SELECTED TEXT —

In November 1860, Poindexter signed an open letter that described Abraham Lincoln as a Black Republican and called upon Louisiana governor T. O. Moore "to secure our rights" (by calling a secession convention and exiting the Union, etc.)

=== Death and estate ===
Thomas B. Poindexter died from unknown causes in Tensas Parish, Louisiana sometime before September 1861, (Note: Poindexter's exact date of death may be September 9, 1861.) when his estate was inventoried. In November 1861, New Orleans auctioneer Norbert Vignié listed for sale "at 10 1/2 o'clock A.M. at the late residence of the deceased at the corner of St. Charles, or Nayades, and St. Andrew streets...7 bbl. fine ol Whiskey, Claret Wine, White do., Madeira do., Port do., Sherry do., 1 bbl. of White Sugar, lot of empty bottles" and two scrips for the Merchants Insurance Company. In January 1862, Vignié advertised that he would sell "at the Merchants' and Auctioneers' Exchange, Royal street, slaves and property belonging to the succession of Thos. B. Poindexter and Cyprien Lorio. Unreserved and positive Sales." Estate sales between November 1861 and March 1862 yielded over . According to research by historian Judith Schafer, after Poindexter's slaves were freed by the Emancipation Proclamation "many of them left his plantation, carrying off most of its movable property. A few months later, Confederate cavalry burned all of the cotton stored on the property, to keep it out of enemy hands, and confiscated the plantation's corn to feed their horses". A legal summary states that the corn raised on the plantation in 1863 was "taken by hostile forces". The executor of the estate later sued for a commission percentage based on the 1861 valuation of the slaves, cotton, corn, etc. A lower court granted the petition, a higher court overturned the lower court and reduced the commission by about 80 percent."

=== Locations and possible relations ===
There were letters waiting for Thomas B. Poindexter at the Augusta, Georgia, post office in 1828 and 1830, and at Natchez, Mississippi, in 1842. Letters were also waiting for Thomas B. Poindexter and Nathaniel H. Poindexter in Augusta in 1830. Sometime between 1836 and 1843, Thomas B. Poindexter and John J. Poindexter were both involved in purchase and transfer of slaves from a semi-insolvent estate, which later resulted in lawsuits that went to the Supreme Court of Mississippi. Similarly, in 1851, a Supreme Court of Alabama decision about the correct endorsement of a "bill of exchange" involved both Thomas B. and John J. Poindexter.

In 1855, 19-year-old Gertrude R. Poindexter, daughter of Thomas B. Poindexter, married Thomas D. Loney in Orleans Parish.

=== Horses ===
Poindexter seemingly had an interest in horse racing, including at the Metairie Course in Louisiana. The University of Virginia Libraries holds a letter to turfman William Ransom Johnson dated January 18, 1852 "from Thomas B. Poindexter, Louisville, Kentucky, which discusses a racehorse, 'Sally Morgan.' The writer relates that it was the wish of Johnson's father to have the horse sent to Boston, where she is now a successful runner, and also to give the horse to himself." He is listed in the American Stud Book as the owner of a horse named Nannie Clark.

TASKS TO CARRY OUT —
[a] Answer each from the Poindexter text:
(i) Who did Gertrude R. Poindexter marry in 1855?
(ii) Which New Orleans auctioneer listed items from the estate for sale in November 1861?
(iii) What horse is he listed as owning in the American Stud Book?
[b] Copy the Poindexter text from "In November 1860, Poindexter" to "the Union, etc.)", renaming "open letter" as "public letter".
The data that follows has nothing to do with the Poindexter text.

SUPPLIED RECORDS —
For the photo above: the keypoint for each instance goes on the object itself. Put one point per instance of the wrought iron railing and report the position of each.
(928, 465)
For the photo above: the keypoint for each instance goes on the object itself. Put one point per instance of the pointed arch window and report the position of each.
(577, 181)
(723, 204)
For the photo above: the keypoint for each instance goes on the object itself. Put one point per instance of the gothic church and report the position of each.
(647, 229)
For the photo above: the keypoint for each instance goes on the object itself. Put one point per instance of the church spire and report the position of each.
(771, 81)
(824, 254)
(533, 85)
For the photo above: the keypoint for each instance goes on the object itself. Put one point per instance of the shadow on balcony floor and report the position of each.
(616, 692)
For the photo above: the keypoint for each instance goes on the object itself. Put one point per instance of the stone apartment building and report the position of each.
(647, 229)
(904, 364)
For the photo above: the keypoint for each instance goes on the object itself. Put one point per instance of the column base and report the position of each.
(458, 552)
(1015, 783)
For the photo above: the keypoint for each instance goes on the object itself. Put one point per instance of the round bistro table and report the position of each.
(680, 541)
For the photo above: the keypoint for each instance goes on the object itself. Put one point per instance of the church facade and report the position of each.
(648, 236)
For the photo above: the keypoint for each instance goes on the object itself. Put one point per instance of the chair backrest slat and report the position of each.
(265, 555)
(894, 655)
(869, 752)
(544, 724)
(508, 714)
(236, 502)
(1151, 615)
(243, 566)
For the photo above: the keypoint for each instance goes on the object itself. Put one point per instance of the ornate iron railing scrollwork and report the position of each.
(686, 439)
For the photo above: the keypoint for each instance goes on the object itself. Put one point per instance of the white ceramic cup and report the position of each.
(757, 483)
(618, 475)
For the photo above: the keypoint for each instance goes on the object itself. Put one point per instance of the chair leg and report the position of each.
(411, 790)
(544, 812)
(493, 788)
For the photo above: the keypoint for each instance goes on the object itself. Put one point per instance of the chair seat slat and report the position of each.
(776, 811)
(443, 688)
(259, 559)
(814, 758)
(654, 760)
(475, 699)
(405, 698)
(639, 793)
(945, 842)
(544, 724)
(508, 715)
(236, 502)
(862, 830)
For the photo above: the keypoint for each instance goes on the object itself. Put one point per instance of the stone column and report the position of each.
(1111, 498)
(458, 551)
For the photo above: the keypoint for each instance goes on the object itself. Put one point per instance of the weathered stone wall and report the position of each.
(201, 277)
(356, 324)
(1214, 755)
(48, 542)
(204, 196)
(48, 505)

ANSWERS FOR THIS EXERCISE —
[a]
(i) Thomas D. Loney
(ii) Norbert Vignié
(iii) Nannie Clark

[b]
In November 1860, Poindexter signed an public letter that described Abraham Lincoln as a Black Republican and called upon Louisiana governor T. O. Moore "to secure our rights" (by calling a secession convention and exiting the Union, etc.)